◆ **WORKING DATA**
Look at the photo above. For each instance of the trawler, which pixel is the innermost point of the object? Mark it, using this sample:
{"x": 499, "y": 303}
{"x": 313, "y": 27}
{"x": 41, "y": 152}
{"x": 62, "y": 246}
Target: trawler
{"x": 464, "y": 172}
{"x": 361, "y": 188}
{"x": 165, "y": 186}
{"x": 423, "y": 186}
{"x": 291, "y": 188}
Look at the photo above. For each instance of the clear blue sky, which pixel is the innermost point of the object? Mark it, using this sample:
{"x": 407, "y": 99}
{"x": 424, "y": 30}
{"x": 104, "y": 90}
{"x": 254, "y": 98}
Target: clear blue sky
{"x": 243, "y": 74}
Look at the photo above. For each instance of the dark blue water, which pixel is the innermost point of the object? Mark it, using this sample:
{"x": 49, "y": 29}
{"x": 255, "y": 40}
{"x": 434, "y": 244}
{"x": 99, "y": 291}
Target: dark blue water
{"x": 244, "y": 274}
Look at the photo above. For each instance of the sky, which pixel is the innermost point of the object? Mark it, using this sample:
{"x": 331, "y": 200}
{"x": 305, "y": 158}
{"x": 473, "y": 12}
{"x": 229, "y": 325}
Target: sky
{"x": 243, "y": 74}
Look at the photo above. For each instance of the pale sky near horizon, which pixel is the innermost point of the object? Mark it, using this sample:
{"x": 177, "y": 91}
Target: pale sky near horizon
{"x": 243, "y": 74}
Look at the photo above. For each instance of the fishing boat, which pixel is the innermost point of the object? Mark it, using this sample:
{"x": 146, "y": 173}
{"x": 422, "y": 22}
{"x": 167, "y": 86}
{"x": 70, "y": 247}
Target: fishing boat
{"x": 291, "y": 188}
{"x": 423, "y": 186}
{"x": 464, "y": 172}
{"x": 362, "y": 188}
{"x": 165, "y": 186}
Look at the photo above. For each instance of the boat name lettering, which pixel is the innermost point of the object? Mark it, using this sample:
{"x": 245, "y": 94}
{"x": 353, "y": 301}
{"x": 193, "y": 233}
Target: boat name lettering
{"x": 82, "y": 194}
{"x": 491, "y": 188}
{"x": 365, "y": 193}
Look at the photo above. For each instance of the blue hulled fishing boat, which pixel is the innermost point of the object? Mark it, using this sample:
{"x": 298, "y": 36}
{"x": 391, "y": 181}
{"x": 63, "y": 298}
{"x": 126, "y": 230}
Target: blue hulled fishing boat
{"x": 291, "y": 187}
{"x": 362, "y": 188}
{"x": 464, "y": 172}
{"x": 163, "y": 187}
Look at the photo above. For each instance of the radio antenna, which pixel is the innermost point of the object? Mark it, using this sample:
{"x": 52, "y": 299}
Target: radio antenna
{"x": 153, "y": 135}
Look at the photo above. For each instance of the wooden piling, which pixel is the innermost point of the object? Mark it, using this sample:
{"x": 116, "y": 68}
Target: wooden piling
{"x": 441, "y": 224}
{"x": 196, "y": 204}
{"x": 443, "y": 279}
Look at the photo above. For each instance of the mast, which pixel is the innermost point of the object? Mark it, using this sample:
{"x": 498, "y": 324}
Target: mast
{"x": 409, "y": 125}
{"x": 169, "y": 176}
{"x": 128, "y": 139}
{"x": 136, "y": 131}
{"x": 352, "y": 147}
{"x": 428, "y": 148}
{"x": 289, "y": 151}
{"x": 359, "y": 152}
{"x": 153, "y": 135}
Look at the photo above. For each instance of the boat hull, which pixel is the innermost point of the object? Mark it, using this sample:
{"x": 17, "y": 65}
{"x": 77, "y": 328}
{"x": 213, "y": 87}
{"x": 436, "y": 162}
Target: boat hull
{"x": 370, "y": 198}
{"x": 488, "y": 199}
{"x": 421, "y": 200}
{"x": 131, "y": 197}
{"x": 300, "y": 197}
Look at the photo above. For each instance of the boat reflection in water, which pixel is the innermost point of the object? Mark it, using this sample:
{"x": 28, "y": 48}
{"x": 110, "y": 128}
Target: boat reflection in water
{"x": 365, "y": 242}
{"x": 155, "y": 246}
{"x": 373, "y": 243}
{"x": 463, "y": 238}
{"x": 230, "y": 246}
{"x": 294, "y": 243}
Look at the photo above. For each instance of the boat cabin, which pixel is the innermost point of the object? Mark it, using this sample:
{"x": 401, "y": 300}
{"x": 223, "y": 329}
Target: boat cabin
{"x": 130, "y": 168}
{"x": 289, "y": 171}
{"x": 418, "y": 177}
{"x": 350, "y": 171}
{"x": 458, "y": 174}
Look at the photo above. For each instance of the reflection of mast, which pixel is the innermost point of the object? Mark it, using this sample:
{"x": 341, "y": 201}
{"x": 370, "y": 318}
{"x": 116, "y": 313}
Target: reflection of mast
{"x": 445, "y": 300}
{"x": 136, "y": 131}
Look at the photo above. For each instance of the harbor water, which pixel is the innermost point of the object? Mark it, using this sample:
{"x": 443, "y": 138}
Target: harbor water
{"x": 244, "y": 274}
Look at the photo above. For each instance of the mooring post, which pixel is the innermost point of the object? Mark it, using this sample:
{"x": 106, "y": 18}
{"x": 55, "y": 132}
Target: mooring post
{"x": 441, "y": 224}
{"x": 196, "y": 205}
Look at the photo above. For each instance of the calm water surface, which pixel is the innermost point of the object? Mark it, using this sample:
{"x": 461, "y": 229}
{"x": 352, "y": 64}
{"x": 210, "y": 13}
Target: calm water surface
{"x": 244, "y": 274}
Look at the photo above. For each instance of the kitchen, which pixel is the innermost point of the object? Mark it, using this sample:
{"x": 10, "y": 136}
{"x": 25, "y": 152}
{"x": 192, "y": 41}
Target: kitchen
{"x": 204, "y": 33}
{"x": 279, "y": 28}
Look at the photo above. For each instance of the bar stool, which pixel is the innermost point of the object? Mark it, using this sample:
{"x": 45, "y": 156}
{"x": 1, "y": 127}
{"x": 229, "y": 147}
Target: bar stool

◆ **WHAT NEEDS TO BE DONE**
In the entries above, find each line that includes the string "stool" and copy it.

◆ **RESULT**
Look at the photo above. For each instance of the bar stool, which pixel is the innermost point of the object? Mark it, using this sample:
Target: bar stool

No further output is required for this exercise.